- _Extract provided_:
-*-

Pot Marigold Benefits (Calendula Officinalis)

Pot Marigold Benefits (Calendula Officinalis)

Pot Marigold versus Calendula Officinalis is a plant in the genus Calendula of the family Asteraceae.

It is native to southern Europe.

Calendula is considered by many gardening experts as among the easiest and most adaptable flowers to grow in a garden, especially because they tolerate most soils. In temperate climates, seeds are sown in spring for blooms that last throughout the summer and well into the fall.

Pot Marigold inflorescence is edible. They are often used to add color to salads or added to dishes as a garnish. The leaves are edible, but are often not tasty.

Flowers were used in ancient Greek, Roman, Middle Eastern, and Indian cultures as a medicinal herb as well as a dye for fabrics, foods, and cosmetics. Many of these uses persist today. They are also used to make oil that protects the skin.

Plant extracts are also widely used in cosmetics, probably due to the presence of compounds such as saponins, resins, and essential oils.

Plant pharmacological studies have suggested that Calendula extracts may have anti-inflammatory, anti-viral, antibacterial and antifungal activities.

It is an immune stimulant, speeds healing and tissue regeneration, regulate menstrual cycles, adjusts the biliary function by its bitter principles.

-*-

- _Material supplied_:
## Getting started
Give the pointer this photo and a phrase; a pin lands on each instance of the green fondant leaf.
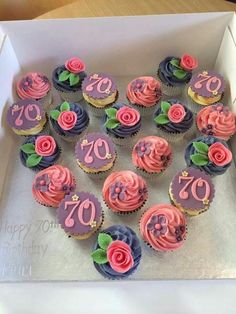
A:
(65, 106)
(104, 240)
(28, 148)
(99, 256)
(162, 119)
(165, 106)
(64, 76)
(199, 159)
(175, 62)
(54, 114)
(33, 160)
(179, 73)
(74, 79)
(112, 123)
(111, 113)
(202, 148)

-*-

- _Task item 1_: From the pot marigold text, print the passage between "Pot Marigold versus" and "into the fall.", inclusive.
- _Task item 2_:
Answer these questions from the pot marigold text.
(a) Where is the plant native to?
(b) In temperate climates, in what season are the seeds sown?
(c) Which compounds are named as a likely reason plant extracts are used in cosmetics?
The items are separate material from the pot marigold text.

- _Exercise response 1_:
Pot Marigold versus Calendula Officinalis is a plant in the genus Calendula of the family Asteraceae.

It is native to southern Europe.

Calendula is considered by many gardening experts as among the easiest and most adaptable flowers to grow in a garden, especially because they tolerate most soils. In temperate climates, seeds are sown in spring for blooms that last throughout the summer and well into the fall.

- _Exercise response 2_:
(a) Southern Europe.
(b) Spring.
(c) Saponins, resins, and essential oils.